Exercise: List every line in the records below that contains the word "positive".

[Dataset entries]
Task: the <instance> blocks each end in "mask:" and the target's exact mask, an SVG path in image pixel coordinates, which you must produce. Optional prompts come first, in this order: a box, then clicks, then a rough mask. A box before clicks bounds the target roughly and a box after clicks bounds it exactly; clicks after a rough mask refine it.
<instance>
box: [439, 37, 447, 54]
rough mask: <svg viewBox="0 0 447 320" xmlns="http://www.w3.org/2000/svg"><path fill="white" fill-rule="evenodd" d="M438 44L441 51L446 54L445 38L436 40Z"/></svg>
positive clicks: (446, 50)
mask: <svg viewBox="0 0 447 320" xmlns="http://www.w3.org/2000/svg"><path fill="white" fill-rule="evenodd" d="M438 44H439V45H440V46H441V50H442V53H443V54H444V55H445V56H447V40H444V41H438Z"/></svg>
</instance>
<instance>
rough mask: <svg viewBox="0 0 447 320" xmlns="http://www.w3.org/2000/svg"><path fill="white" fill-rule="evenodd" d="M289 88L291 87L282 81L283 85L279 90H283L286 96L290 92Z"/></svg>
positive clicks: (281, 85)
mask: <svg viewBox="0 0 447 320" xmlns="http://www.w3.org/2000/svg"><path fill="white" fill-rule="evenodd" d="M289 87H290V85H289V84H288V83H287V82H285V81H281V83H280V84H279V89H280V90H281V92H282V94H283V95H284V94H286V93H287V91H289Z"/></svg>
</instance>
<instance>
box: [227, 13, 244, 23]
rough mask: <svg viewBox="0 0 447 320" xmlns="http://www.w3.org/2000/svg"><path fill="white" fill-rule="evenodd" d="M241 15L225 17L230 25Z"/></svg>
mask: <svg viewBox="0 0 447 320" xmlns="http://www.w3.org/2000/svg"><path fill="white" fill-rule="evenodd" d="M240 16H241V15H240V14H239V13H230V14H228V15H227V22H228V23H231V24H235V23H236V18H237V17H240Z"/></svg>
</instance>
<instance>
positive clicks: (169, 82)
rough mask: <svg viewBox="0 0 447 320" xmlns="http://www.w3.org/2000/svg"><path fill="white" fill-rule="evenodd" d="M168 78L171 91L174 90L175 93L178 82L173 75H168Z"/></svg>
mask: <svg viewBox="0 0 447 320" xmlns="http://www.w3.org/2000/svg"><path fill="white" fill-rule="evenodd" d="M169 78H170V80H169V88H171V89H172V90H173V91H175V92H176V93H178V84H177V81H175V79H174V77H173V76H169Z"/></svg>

Completed task:
positive clicks: (446, 50)
positive clicks: (281, 85)
positive clicks: (169, 82)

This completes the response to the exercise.